Thursday, July 28, 2005

Peace.....comes in Green


Today is wet.

Wet.Wet.Wet.

So Wet.

Josie and I went to town, became the most difficult customers at Tiketek, what a laugh because we wanted to have three seperate payments for FOUR seperate people, buying tickets to the NZSO Concert Next Friday (which I've been waiting for since last year. with Diana Doherty playing Strauss Oboe Concerto). I think I'm going mad waiting for it. The Auckland Concert is tonight. Maybe Thats Why I'm Typing With Captitals For Every Word. Oh Wait, I'm Already Mad. (And Still Ranting And Babbling).

So I kept walking with wet jeans, smelling like damp wool, and was stopped by this girl trying to get donations for Greenpeace, Just outside Starbucks. My bus wasnt til 20 minutes later, and the day was just SOOO wet, yup, that must be why i stopped. Thinking if one person could make her day better, it's worth those 20 minutes of my time. (and maybe something more too....).

----------------------------------------

◆ REQUIREMENTS ◆
1 > Which businesses and organizations does the rainy-day diary entry name?
2 > Please carry the rainy-day diary entry forward from its final sentence.
None of the lines that come next are needed for anything here.

(Point annotation data)
----------------------------------------

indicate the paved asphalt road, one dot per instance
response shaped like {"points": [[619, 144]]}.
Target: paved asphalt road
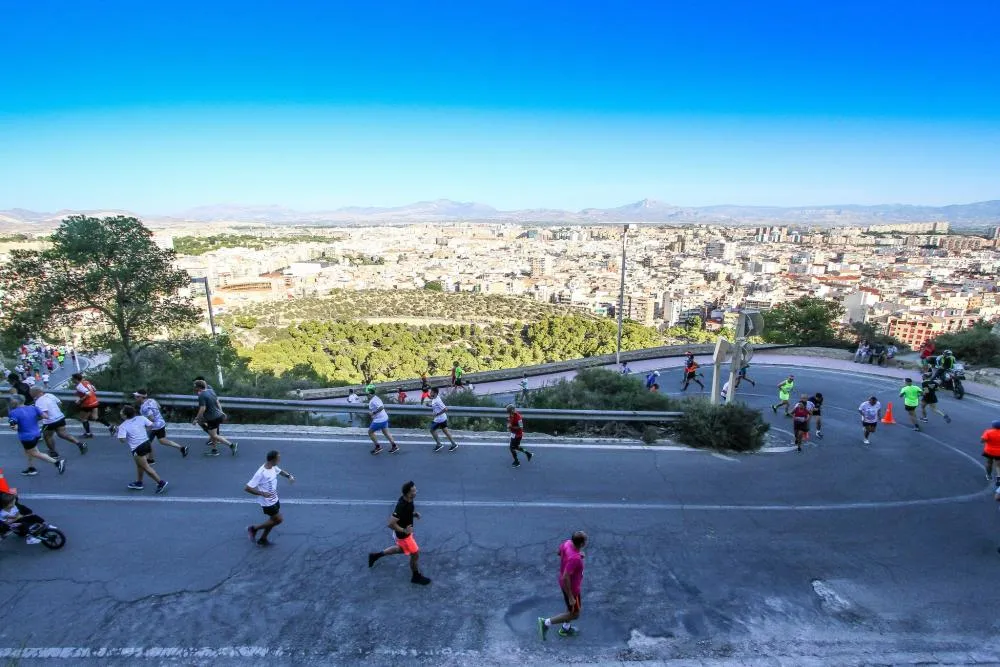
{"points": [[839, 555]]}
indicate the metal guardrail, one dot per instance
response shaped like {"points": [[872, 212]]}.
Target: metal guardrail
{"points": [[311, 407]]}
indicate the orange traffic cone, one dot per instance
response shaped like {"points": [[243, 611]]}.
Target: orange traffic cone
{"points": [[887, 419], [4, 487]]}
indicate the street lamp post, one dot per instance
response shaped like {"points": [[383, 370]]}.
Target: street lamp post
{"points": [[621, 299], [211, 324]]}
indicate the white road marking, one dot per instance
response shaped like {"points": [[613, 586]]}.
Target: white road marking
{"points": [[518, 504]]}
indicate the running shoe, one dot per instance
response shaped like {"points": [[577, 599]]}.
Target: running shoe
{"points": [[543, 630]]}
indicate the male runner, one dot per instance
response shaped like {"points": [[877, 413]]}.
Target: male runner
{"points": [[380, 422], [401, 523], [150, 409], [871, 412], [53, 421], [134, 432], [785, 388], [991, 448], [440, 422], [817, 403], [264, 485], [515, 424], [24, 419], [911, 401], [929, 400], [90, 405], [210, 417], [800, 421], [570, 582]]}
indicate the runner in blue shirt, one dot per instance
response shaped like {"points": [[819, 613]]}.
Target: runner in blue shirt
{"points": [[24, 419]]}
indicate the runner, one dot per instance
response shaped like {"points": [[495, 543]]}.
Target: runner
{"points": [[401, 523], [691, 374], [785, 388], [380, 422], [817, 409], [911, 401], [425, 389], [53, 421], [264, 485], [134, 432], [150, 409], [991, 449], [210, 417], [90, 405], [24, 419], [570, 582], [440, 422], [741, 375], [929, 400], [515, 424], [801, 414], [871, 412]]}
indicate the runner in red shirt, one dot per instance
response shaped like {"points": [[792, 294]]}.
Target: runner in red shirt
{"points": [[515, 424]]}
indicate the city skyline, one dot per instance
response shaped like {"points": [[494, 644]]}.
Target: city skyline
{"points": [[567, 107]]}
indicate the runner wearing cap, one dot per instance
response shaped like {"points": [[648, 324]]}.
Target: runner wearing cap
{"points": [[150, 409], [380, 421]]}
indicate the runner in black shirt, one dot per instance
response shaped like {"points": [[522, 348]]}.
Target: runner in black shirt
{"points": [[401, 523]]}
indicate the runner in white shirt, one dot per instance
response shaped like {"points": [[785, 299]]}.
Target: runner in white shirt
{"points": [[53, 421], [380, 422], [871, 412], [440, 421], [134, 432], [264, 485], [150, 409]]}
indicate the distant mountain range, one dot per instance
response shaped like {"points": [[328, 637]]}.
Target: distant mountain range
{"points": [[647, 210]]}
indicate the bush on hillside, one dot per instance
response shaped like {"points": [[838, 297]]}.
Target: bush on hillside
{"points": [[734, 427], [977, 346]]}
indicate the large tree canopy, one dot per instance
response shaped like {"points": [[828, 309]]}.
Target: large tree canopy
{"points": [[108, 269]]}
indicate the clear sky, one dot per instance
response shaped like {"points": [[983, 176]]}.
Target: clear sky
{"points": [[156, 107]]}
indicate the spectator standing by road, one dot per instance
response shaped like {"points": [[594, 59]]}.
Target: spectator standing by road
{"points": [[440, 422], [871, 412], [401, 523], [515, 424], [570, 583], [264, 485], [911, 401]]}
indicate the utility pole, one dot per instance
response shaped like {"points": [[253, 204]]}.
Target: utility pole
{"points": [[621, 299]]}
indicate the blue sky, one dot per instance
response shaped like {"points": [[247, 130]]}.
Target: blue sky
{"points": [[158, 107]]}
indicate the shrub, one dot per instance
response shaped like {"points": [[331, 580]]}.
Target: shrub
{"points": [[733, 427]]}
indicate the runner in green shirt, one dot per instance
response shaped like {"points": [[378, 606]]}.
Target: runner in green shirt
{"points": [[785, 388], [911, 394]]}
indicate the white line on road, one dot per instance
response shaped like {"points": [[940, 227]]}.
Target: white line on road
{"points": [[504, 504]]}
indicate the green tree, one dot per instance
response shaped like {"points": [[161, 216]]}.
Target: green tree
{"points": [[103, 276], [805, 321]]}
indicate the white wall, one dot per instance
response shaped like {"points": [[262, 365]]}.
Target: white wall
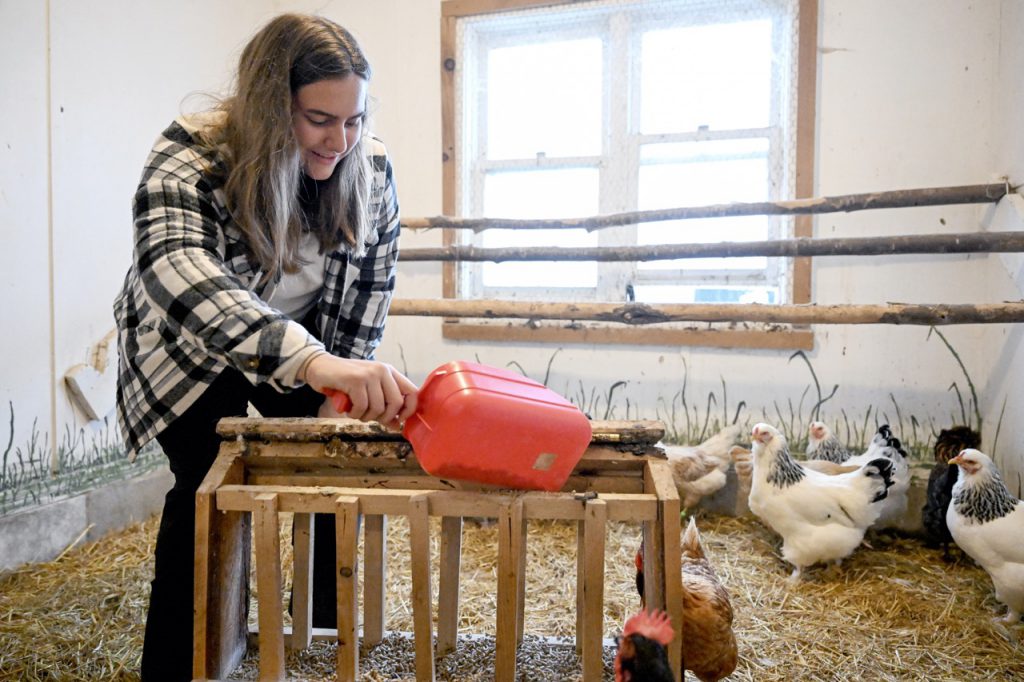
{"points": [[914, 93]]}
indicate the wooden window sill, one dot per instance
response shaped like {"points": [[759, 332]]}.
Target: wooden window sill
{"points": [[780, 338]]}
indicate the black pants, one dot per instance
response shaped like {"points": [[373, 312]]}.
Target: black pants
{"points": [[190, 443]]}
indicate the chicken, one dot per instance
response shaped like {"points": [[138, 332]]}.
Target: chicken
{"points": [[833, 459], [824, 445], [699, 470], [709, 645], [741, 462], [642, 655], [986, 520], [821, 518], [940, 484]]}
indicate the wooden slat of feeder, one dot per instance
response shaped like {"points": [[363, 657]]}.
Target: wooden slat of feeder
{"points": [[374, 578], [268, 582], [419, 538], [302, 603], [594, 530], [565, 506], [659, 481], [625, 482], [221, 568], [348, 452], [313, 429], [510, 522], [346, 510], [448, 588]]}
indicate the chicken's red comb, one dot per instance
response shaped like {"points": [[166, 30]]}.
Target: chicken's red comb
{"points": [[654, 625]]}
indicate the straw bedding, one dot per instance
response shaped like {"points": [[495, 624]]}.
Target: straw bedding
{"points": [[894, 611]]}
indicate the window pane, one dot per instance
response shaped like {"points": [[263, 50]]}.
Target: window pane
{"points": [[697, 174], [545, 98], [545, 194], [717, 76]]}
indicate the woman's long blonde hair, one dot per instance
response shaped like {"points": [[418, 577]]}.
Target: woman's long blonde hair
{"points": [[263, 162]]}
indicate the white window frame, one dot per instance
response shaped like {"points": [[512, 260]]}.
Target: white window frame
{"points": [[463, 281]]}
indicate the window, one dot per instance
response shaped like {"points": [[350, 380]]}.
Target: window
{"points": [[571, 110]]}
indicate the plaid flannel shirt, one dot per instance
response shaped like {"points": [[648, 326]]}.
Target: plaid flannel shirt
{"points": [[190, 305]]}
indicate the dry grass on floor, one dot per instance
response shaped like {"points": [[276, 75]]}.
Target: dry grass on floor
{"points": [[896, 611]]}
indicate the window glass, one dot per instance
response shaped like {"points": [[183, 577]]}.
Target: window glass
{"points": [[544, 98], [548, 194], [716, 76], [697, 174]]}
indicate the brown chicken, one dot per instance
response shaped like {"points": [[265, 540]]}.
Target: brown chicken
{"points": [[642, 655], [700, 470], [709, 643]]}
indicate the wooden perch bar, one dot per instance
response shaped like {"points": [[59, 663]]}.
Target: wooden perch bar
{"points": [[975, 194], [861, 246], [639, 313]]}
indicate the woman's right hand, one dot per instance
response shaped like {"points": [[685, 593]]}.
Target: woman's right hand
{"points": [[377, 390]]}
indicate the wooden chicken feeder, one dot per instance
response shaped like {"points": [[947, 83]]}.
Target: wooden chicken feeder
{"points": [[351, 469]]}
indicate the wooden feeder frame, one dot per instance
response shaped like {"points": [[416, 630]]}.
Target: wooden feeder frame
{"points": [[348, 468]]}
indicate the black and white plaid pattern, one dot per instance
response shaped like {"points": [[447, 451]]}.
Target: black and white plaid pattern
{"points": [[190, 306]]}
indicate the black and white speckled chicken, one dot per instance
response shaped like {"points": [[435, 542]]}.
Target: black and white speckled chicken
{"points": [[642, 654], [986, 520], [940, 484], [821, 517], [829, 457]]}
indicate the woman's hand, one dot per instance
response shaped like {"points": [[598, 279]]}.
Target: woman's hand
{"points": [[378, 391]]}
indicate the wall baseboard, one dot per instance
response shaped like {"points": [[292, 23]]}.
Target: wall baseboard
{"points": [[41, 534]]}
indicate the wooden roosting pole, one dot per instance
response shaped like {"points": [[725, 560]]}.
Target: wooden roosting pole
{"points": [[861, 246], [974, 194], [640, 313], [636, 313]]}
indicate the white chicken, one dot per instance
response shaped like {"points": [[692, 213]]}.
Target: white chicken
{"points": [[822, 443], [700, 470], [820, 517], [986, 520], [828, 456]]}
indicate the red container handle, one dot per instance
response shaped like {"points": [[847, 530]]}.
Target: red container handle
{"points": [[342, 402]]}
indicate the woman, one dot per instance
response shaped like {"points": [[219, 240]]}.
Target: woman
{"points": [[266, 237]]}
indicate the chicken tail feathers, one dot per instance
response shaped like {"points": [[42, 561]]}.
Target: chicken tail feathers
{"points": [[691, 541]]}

----------------------------------------

◆ RESULTS BY TASK ◆
1 > Tiketek, the NZSO, Greenpeace, Starbucks

2 >
Maybe it's just the thinking I've done lately, and this whole new interest in "making the world a better place", that got me to stop and listen attentively. (yes, i wonder how long it'll take for me to actually DO something, bcuz my thought have been stuck on indulging in the wonderful concepts and ideals, but never reached any ACTION, and today, obviously is the day.
It was probably the best I've ever responded to this kind of situation. All because I was being honest about it, that I'm not rich, I've been interested, but yet to do anything about it, and that I dont want to disappoint after hearing her massive speech, that I may have nothing to offer (or what she's looking for).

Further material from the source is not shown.